◆ **Passage cité**
+---+

Nadine est urbaniste. Elle estime qu'au Liban, « le sectarisme, qui sépare une communauté d'une autre, n'existe pas. Les gens sont divisés par classes. Les leaders politiques appartiennent à toutes les communautés ». Maha, experte en communication, s'insurge de son côté : « Ce n'est pas une démocratie, mais une oligarchie, presque une dictature. Si seulement la classe dirigeante payait 20 % de ses richesses en taxes, le Liban serait prospère. Il ne faut pas baisser les bras. Il aurait fallu qu'il y ait plus de monde aujourd'hui. » Enaam, venue au centre-ville avec son fils journaliste, sa belle-fille et sa petite-fille, reconnaît que « les Libanais sont démobilisés : cela a commencé après les grandes manifestations de 2005, notamment celle du 14 mars, s'est poursuivi avec la guerre de juillet 2006, l'occupation du Hezbollah du centre-ville, a atteint son apogée avec le vide présidentiel et cela continue... »
Hier, les manifestants appartenaient plutôt à la classe moyenne, laquelle a de plus en plus de mal à joindre les deux bouts. Pourtant, la foule n'était pas vraiment homogène et cela même si les manifestants – venus en famille ou entre amis – avaient les mêmes revendications, les mêmes problèmes et les mêmes réponses aux questions posées.
(Lire aussi : Nasrallah : "Nous soutenons avec force la grille des salaires")

+---+

◆ **Données d'annotation d'images**
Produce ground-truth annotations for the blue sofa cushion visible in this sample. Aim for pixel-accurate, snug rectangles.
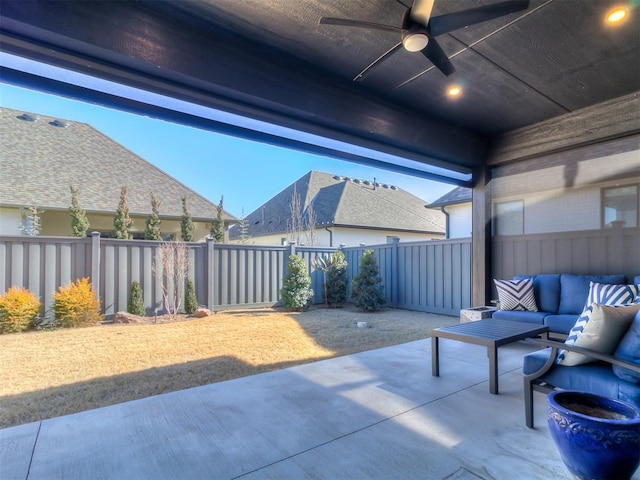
[522,348,640,406]
[513,274,556,314]
[544,315,578,335]
[613,311,640,384]
[558,273,625,315]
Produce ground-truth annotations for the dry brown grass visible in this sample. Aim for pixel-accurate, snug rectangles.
[0,307,456,428]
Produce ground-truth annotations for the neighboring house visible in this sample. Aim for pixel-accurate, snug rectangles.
[429,187,472,238]
[229,171,445,247]
[0,108,237,240]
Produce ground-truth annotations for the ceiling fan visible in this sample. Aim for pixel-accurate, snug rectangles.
[320,0,529,80]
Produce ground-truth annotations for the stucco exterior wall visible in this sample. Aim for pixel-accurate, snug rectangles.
[0,207,209,241]
[491,137,640,235]
[446,202,472,238]
[231,227,444,247]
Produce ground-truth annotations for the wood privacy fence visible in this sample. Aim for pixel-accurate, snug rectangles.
[0,233,471,318]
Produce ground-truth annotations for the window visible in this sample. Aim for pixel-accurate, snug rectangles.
[494,200,524,235]
[602,185,638,228]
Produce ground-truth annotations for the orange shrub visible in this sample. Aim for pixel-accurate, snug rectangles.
[53,278,102,328]
[0,287,40,333]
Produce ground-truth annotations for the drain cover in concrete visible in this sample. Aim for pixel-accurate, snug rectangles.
[442,468,483,480]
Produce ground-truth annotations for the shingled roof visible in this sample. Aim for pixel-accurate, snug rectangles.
[0,108,237,221]
[429,187,472,208]
[230,171,445,239]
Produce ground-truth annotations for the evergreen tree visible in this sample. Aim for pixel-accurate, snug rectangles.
[113,187,133,240]
[351,250,386,310]
[20,203,44,237]
[127,280,147,316]
[69,185,89,238]
[210,197,224,243]
[180,196,195,242]
[144,193,162,242]
[280,255,313,311]
[326,250,347,307]
[184,280,198,315]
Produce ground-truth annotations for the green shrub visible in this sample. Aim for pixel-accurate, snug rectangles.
[351,250,386,310]
[127,280,147,316]
[184,280,198,315]
[53,278,102,328]
[0,287,40,333]
[280,255,313,311]
[326,250,347,307]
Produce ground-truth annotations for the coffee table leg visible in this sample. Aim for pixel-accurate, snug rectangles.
[431,335,440,377]
[487,347,498,395]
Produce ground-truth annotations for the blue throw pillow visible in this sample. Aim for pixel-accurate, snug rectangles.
[585,282,638,307]
[613,312,640,384]
[558,273,625,315]
[493,278,538,312]
[557,281,638,364]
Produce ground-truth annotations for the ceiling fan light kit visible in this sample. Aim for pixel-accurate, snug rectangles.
[402,33,429,52]
[320,0,529,81]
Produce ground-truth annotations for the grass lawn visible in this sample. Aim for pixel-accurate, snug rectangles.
[0,307,457,428]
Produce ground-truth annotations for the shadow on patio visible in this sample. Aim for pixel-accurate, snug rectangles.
[0,340,620,479]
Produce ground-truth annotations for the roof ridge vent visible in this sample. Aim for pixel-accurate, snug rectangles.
[16,112,40,122]
[49,119,69,128]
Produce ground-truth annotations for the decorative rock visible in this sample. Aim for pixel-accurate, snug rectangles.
[113,312,145,323]
[193,307,211,318]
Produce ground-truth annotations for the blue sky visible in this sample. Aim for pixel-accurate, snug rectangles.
[0,83,454,217]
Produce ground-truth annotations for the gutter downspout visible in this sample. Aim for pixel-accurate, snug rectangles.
[440,205,449,240]
[324,227,333,247]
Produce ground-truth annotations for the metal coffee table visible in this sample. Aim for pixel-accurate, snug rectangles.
[431,318,549,395]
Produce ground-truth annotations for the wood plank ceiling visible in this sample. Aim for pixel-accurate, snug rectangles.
[0,0,640,184]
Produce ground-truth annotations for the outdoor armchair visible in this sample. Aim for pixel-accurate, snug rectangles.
[523,339,640,428]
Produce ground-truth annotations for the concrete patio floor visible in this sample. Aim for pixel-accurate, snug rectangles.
[0,339,640,480]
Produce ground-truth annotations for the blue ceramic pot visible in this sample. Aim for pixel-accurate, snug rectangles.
[547,391,640,480]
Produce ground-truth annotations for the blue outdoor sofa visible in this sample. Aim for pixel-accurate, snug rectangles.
[493,273,640,335]
[522,310,640,428]
[504,274,640,428]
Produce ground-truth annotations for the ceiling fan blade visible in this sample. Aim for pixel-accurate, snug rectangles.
[320,17,404,33]
[353,42,402,82]
[409,0,435,27]
[429,0,529,36]
[422,38,456,76]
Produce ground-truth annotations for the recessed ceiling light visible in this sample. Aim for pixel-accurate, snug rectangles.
[447,85,462,97]
[605,7,629,24]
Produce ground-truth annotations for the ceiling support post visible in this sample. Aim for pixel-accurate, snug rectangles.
[471,167,492,306]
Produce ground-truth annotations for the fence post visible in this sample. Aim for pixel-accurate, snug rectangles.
[391,237,400,308]
[285,242,296,258]
[91,232,100,300]
[207,237,215,312]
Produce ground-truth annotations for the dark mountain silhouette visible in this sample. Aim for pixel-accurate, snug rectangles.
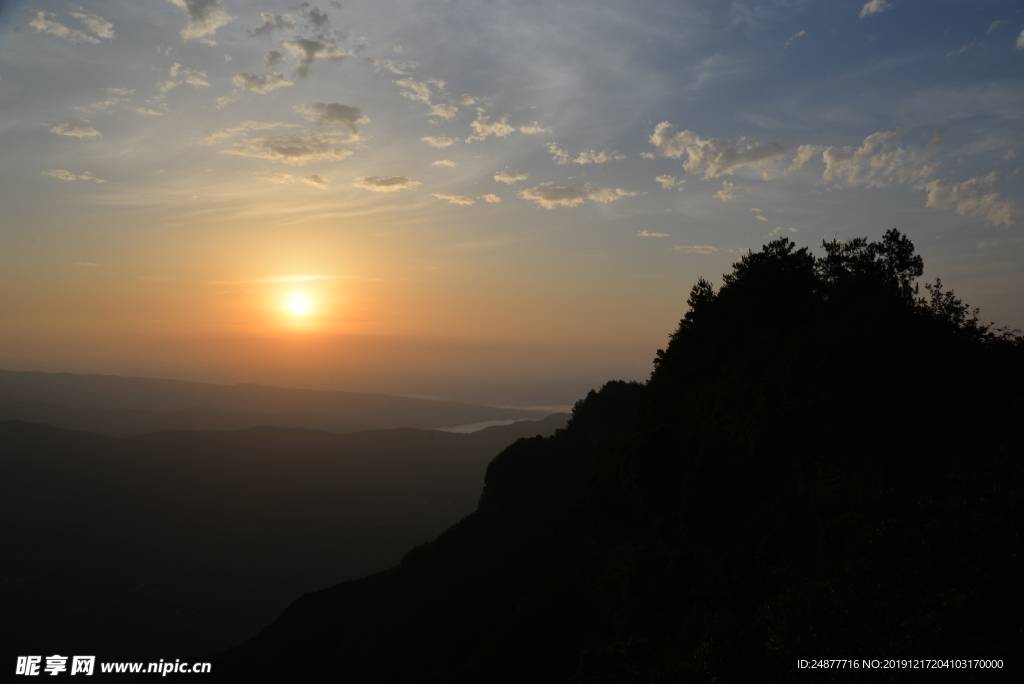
[201,230,1024,684]
[0,371,551,436]
[0,414,568,661]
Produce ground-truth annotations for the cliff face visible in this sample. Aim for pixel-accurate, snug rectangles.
[203,231,1024,682]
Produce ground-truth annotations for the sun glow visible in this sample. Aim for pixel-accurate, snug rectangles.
[288,295,312,316]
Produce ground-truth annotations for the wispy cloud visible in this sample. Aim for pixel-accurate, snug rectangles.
[40,169,106,183]
[352,176,420,193]
[431,193,475,206]
[171,0,234,43]
[860,0,892,18]
[519,184,636,209]
[495,169,529,185]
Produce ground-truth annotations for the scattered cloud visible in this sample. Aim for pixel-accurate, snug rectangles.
[263,173,331,189]
[231,74,292,95]
[925,171,1014,225]
[519,185,636,209]
[821,131,939,187]
[220,133,352,166]
[40,169,106,183]
[171,0,234,42]
[249,12,295,38]
[572,149,626,164]
[672,245,718,254]
[50,122,102,138]
[431,193,476,206]
[281,38,348,79]
[157,62,210,92]
[352,176,420,193]
[519,121,551,135]
[263,50,285,72]
[295,102,370,140]
[420,135,458,149]
[860,0,892,18]
[29,11,100,45]
[466,110,515,142]
[545,142,569,164]
[650,121,792,178]
[715,180,738,202]
[495,169,529,185]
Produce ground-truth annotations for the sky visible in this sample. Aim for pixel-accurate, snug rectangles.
[0,0,1024,407]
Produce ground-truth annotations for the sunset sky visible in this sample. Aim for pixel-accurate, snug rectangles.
[0,0,1024,407]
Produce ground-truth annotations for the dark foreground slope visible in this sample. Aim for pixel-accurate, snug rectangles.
[0,414,567,667]
[203,231,1024,684]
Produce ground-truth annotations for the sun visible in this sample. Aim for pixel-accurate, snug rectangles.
[288,295,312,315]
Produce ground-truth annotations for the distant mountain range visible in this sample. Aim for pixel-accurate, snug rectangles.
[0,413,568,662]
[0,371,551,436]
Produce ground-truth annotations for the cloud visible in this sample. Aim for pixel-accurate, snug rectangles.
[431,193,476,206]
[68,7,115,40]
[394,79,432,104]
[590,187,636,204]
[466,112,515,142]
[860,0,892,18]
[352,176,420,193]
[295,102,370,140]
[231,74,292,95]
[650,121,792,178]
[299,175,331,189]
[821,131,939,187]
[545,142,569,164]
[263,50,285,71]
[420,135,458,149]
[715,180,737,202]
[519,121,551,135]
[495,169,529,185]
[220,133,352,166]
[519,185,636,209]
[672,245,718,254]
[203,121,296,144]
[249,12,295,38]
[50,122,102,138]
[925,171,1014,225]
[171,0,234,42]
[29,11,99,45]
[430,104,459,119]
[157,62,210,92]
[572,149,626,164]
[263,173,331,189]
[281,38,349,79]
[40,169,106,183]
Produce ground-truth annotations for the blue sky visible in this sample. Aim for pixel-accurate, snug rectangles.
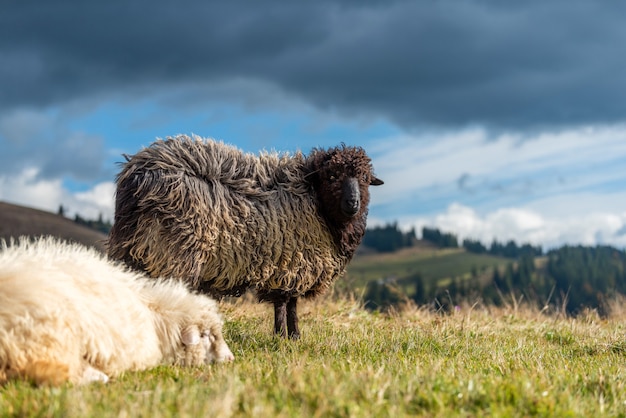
[0,0,626,248]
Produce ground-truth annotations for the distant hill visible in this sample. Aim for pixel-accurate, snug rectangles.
[0,202,107,251]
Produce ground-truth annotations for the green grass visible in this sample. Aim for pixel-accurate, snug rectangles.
[0,298,626,417]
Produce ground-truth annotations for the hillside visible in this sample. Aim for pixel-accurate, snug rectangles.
[0,202,106,250]
[344,241,511,291]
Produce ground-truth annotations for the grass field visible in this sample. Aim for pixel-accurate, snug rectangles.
[0,297,626,417]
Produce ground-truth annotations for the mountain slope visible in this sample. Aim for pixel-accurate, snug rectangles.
[0,202,106,250]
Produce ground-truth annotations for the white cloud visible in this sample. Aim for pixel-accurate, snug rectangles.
[0,167,115,220]
[403,203,626,249]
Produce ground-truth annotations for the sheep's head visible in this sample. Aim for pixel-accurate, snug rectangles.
[181,324,235,366]
[306,145,383,226]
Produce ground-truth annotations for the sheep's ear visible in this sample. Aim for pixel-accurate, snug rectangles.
[181,326,200,345]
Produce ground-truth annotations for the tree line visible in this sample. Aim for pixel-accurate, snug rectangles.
[364,224,626,315]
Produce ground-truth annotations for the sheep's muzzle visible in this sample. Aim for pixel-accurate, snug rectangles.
[340,177,361,218]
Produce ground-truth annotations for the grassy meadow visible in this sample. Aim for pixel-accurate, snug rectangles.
[0,295,626,417]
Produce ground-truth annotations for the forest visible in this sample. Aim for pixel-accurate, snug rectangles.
[364,224,626,315]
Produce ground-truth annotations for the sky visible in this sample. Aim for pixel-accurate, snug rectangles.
[0,0,626,249]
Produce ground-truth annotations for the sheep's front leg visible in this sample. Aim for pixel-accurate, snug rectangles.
[287,297,300,340]
[274,300,287,338]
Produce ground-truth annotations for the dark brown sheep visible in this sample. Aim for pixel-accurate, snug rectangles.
[108,136,383,339]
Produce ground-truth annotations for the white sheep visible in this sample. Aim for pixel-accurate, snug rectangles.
[0,237,234,385]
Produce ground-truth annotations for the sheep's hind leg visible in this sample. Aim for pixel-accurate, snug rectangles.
[287,297,300,340]
[274,300,287,338]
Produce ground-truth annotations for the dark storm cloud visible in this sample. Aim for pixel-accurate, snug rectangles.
[0,0,626,128]
[0,111,106,181]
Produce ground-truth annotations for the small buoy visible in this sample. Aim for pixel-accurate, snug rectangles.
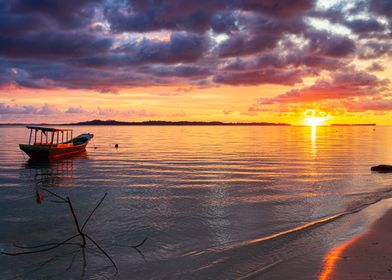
[370,164,392,173]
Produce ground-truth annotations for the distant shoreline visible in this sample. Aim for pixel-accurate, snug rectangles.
[0,120,291,126]
[0,120,376,127]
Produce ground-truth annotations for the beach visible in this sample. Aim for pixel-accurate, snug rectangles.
[319,209,392,280]
[0,126,392,280]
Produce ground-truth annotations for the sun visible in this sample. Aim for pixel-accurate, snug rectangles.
[304,111,329,126]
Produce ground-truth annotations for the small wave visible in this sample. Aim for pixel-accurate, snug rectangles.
[183,188,392,256]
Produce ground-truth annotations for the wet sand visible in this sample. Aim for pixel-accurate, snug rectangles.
[319,209,392,280]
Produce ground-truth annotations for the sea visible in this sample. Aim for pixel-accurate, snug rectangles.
[0,126,392,280]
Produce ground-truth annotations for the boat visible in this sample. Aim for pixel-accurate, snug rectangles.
[19,126,94,160]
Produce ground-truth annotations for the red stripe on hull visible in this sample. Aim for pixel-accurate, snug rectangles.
[19,143,88,160]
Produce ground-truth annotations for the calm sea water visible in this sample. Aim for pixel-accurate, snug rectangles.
[0,126,392,279]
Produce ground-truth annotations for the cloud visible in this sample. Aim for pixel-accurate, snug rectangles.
[214,68,302,85]
[0,103,60,115]
[366,62,385,72]
[259,69,390,105]
[0,0,392,93]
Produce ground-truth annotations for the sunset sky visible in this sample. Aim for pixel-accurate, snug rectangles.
[0,0,392,125]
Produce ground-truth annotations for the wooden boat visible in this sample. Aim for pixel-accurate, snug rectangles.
[19,126,94,160]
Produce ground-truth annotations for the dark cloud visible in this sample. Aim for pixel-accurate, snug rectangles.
[0,0,392,93]
[0,31,112,59]
[142,65,211,77]
[12,0,102,28]
[370,0,392,16]
[218,35,279,57]
[214,68,302,85]
[0,103,60,115]
[242,0,315,17]
[347,19,386,33]
[358,41,392,59]
[306,30,355,57]
[260,69,389,104]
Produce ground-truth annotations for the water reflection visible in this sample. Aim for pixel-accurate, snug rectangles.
[20,152,87,204]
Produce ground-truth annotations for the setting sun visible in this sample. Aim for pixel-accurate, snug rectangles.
[304,111,329,126]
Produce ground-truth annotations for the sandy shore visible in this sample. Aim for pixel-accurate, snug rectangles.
[319,210,392,280]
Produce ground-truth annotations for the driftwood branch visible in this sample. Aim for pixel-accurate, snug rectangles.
[0,188,147,274]
[82,193,108,230]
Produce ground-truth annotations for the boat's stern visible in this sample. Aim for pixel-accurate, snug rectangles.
[19,144,50,159]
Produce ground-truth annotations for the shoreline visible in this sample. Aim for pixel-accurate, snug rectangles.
[318,209,392,280]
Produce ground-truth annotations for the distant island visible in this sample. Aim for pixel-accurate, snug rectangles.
[67,120,291,126]
[331,123,376,126]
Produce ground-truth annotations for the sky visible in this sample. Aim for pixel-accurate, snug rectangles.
[0,0,392,125]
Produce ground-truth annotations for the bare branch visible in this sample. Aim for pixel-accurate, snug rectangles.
[42,188,67,202]
[132,237,147,249]
[82,193,108,230]
[13,242,80,249]
[0,234,79,256]
[86,234,118,274]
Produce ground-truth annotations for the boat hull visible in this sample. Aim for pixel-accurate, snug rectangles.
[19,142,88,160]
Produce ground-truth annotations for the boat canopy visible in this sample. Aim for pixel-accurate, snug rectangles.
[27,126,73,145]
[26,126,72,132]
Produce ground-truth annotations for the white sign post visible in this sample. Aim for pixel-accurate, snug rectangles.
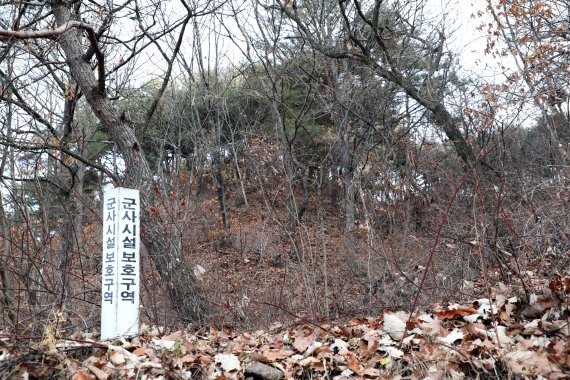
[101,187,140,340]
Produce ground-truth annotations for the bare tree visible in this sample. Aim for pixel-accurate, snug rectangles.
[0,0,226,320]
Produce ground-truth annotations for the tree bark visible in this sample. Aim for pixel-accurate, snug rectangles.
[52,1,207,321]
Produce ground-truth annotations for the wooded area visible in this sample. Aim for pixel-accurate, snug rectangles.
[0,0,570,374]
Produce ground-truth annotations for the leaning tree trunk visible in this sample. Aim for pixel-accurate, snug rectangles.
[52,1,206,321]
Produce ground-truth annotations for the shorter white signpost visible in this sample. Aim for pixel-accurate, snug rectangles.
[101,187,140,340]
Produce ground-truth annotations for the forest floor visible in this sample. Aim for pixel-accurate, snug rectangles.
[0,183,570,380]
[0,268,570,380]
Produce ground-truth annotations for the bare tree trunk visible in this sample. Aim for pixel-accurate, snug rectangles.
[52,1,207,321]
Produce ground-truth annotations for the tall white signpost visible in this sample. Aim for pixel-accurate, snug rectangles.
[101,187,140,340]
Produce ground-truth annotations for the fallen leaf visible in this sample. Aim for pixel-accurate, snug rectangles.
[214,354,241,372]
[384,314,406,340]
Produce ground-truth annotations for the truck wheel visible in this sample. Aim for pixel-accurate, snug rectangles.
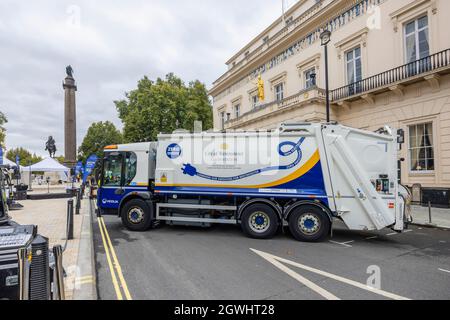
[121,199,152,231]
[241,203,278,239]
[289,205,331,242]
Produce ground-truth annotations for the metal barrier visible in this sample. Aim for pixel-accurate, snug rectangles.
[67,199,73,240]
[53,246,66,300]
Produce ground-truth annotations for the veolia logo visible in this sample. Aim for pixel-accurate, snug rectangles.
[166,143,181,159]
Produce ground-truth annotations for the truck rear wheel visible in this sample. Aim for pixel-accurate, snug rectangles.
[289,205,331,242]
[121,199,153,231]
[241,203,278,239]
[289,205,331,242]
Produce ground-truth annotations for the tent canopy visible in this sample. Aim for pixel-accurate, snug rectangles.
[22,158,70,173]
[3,157,17,168]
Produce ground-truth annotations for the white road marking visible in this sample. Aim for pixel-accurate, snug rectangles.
[250,248,410,300]
[330,240,355,248]
[250,249,340,300]
[386,232,398,237]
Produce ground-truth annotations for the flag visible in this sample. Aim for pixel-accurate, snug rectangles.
[258,75,266,101]
[75,161,83,177]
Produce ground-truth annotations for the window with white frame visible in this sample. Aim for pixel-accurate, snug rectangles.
[405,16,430,63]
[304,68,316,89]
[345,47,362,84]
[275,82,284,101]
[409,122,435,172]
[233,103,241,119]
[220,111,226,129]
[251,94,259,108]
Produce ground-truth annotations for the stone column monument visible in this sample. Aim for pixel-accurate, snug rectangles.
[63,66,77,168]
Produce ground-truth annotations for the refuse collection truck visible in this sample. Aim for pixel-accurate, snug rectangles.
[97,123,407,242]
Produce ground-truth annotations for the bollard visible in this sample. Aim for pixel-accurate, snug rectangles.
[17,248,30,300]
[75,190,81,216]
[67,199,73,240]
[428,201,433,224]
[53,246,66,300]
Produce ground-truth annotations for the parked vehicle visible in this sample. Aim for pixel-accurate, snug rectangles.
[97,123,407,241]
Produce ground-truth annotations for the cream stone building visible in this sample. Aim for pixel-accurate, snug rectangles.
[210,0,450,205]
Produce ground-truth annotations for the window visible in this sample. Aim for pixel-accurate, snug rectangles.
[275,83,284,101]
[251,94,259,108]
[345,47,362,84]
[103,153,122,187]
[234,104,241,119]
[304,68,316,89]
[405,16,430,63]
[409,122,434,172]
[405,16,431,76]
[125,152,137,186]
[220,111,226,129]
[345,47,362,95]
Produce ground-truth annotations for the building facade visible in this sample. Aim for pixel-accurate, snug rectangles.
[210,0,450,203]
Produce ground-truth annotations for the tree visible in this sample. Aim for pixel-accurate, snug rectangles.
[0,111,8,148]
[78,121,122,162]
[114,73,213,142]
[6,147,42,167]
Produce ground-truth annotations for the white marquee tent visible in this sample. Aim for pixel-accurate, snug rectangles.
[22,158,70,174]
[3,158,17,167]
[21,158,70,181]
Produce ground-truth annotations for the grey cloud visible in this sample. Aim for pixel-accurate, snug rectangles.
[0,0,281,155]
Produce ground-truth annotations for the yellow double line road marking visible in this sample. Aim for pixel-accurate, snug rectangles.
[97,200,133,300]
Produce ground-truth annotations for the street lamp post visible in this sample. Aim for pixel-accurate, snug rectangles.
[320,30,331,122]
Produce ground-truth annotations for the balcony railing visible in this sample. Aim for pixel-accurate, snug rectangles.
[330,49,450,101]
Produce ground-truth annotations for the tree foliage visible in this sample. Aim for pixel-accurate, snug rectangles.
[6,147,42,167]
[0,111,8,147]
[78,121,123,162]
[114,73,213,142]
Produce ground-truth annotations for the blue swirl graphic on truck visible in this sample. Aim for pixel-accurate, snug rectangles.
[181,137,305,182]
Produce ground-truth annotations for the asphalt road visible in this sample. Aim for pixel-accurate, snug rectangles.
[94,205,450,300]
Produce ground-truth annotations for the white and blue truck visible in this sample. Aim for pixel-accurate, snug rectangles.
[97,123,410,242]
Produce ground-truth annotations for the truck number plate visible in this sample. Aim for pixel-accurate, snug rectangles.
[5,276,19,287]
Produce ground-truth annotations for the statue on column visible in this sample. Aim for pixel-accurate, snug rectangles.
[66,65,73,78]
[45,136,57,158]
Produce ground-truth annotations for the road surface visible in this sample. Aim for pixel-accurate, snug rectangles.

+---+

◆ **Objectif**
Reproduisez intégralement le passage cité plus haut, sans y apporter la moindre modification.

◆ **Réponse attendue**
Nadine est urbaniste. Elle estime qu'au Liban, « le sectarisme, qui sépare une communauté d'une autre, n'existe pas. Les gens sont divisés par classes. Les leaders politiques appartiennent à toutes les communautés ». Maha, experte en communication, s'insurge de son côté : « Ce n'est pas une démocratie, mais une oligarchie, presque une dictature. Si seulement la classe dirigeante payait 20 % de ses richesses en taxes, le Liban serait prospère. Il ne faut pas baisser les bras. Il aurait fallu qu'il y ait plus de monde aujourd'hui. » Enaam, venue au centre-ville avec son fils journaliste, sa belle-fille et sa petite-fille, reconnaît que « les Libanais sont démobilisés : cela a commencé après les grandes manifestations de 2005, notamment celle du 14 mars, s'est poursuivi avec la guerre de juillet 2006, l'occupation du Hezbollah du centre-ville, a atteint son apogée avec le vide présidentiel et cela continue... »
Hier, les manifestants appartenaient plutôt à la classe moyenne, laquelle a de plus en plus de mal à joindre les deux bouts. Pourtant, la foule n'était pas vraiment homogène et cela même si les manifestants – venus en famille ou entre amis – avaient les mêmes revendications, les mêmes problèmes et les mêmes réponses aux questions posées.
(Lire aussi : Nasrallah : "Nous soutenons avec force la grille des salaires")